▸ **Task description**
Reprint the full listing exactly.

--- Material provided ---

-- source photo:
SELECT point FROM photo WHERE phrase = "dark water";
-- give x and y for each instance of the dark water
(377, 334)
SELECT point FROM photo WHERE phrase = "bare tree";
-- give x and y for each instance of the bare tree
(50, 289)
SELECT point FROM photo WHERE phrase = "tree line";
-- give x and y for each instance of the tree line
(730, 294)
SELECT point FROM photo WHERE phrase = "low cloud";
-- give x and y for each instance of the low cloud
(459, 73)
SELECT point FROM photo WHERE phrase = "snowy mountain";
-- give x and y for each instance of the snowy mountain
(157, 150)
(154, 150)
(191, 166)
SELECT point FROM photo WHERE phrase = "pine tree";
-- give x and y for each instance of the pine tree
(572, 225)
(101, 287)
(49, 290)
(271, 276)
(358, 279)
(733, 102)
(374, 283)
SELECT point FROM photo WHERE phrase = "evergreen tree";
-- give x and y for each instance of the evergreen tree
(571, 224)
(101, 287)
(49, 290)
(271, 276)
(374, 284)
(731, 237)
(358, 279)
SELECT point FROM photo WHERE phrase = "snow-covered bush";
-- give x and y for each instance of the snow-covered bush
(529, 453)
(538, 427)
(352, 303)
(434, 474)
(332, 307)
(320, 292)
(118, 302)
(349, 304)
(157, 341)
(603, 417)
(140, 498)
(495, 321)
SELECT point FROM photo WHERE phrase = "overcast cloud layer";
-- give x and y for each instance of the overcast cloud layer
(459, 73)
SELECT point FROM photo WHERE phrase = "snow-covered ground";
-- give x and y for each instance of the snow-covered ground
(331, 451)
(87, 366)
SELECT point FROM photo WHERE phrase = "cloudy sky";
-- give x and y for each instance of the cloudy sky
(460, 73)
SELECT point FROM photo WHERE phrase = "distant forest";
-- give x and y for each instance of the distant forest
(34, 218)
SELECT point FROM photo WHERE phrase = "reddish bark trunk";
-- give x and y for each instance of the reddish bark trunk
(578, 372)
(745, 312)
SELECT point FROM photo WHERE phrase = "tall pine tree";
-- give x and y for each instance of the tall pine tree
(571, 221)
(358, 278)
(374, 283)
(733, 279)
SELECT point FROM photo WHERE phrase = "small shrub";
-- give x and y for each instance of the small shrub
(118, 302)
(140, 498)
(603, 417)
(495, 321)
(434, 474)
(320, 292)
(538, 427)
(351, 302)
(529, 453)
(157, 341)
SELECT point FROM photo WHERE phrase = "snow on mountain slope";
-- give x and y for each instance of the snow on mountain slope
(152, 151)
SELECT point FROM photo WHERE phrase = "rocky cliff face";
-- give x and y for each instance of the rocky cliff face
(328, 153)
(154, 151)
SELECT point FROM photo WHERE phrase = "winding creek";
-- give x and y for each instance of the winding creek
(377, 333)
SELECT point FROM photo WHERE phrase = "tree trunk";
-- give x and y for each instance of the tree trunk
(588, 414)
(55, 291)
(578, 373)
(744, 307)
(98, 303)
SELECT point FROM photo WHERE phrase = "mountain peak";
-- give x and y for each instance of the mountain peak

---

▸ **Your response**
-- source photo:
SELECT point FROM photo WHERE phrase = "dark water";
-- give x and y for each instance of the dark water
(377, 334)
SELECT point FROM photo WHERE phrase = "bare tree";
-- give x and y for each instance of the bare tree
(50, 289)
SELECT point FROM photo WHERE phrase = "tree line";
-- give x and y for each instance of the tree line
(730, 294)
SELECT point FROM photo WHERE phrase = "low cloud";
-- give x and y for each instance of the low cloud
(459, 73)
SELECT point FROM photo WHERE phrase = "snowy mountain";
-- give x and y for each instance of the snowy mountain
(157, 150)
(154, 150)
(191, 166)
SELECT point FROM photo WHERE phrase = "pine tree";
-- give x and y for each instance of the pine tree
(572, 225)
(101, 287)
(49, 290)
(271, 276)
(358, 279)
(733, 102)
(374, 283)
SELECT point FROM photo WHERE phrase = "evergreen tree";
-- give x and y for each instance of the evergreen tree
(571, 224)
(101, 287)
(49, 290)
(271, 276)
(374, 284)
(731, 237)
(358, 279)
SELECT point FROM photo WHERE phrase = "snow-covered bush";
-- give x and y for each instance of the snow-covered bush
(529, 453)
(538, 427)
(352, 303)
(434, 474)
(332, 307)
(320, 292)
(118, 302)
(349, 304)
(157, 341)
(603, 417)
(140, 498)
(495, 321)
SELECT point FROM photo WHERE phrase = "overcast cloud layer";
-- give x and y for each instance of the overcast cloud layer
(459, 73)
SELECT point FROM photo WHERE phrase = "snow-covered ground";
-- give x and y for each instance of the snow-covered ground
(331, 451)
(87, 366)
SELECT point FROM photo WHERE phrase = "cloudy sky";
-- give x and y for each instance of the cloudy sky
(460, 73)
SELECT point FROM photo WHERE phrase = "distant forest";
-- give x and y for each instance of the distant forest
(34, 218)
SELECT point FROM photo WHERE phrase = "reddish bark trunk";
-- give x and y for each instance of the reddish bark trunk
(578, 372)
(745, 312)
SELECT point FROM photo WHERE phrase = "tall pine tree";
-- give x and y for each instance of the tall pine tree
(571, 221)
(358, 278)
(374, 283)
(733, 279)
SELECT point FROM photo WHERE phrase = "small shrub";
-- give x and y for each instance of the small shrub
(118, 302)
(140, 498)
(603, 417)
(495, 321)
(434, 474)
(320, 292)
(538, 427)
(351, 302)
(529, 453)
(157, 341)
SELECT point FROM photo WHERE phrase = "snow on mountain slope";
-- give x and y for each instance of the snow on mountain slope
(152, 151)
SELECT point FROM photo WHERE phrase = "rocky cliff face";
-- give x and y for each instance of the rocky cliff face
(328, 153)
(154, 151)
SELECT point FROM photo WHERE phrase = "winding creek";
-- give x and y for each instance of the winding creek
(377, 333)
SELECT point FROM photo WHERE phrase = "tree trunk";
-- give x and y for each instance of the tree trunk
(588, 414)
(55, 291)
(578, 373)
(744, 307)
(98, 303)
SELECT point FROM photo WHERE phrase = "mountain peak";
-- give x and y for each instance of the mountain peak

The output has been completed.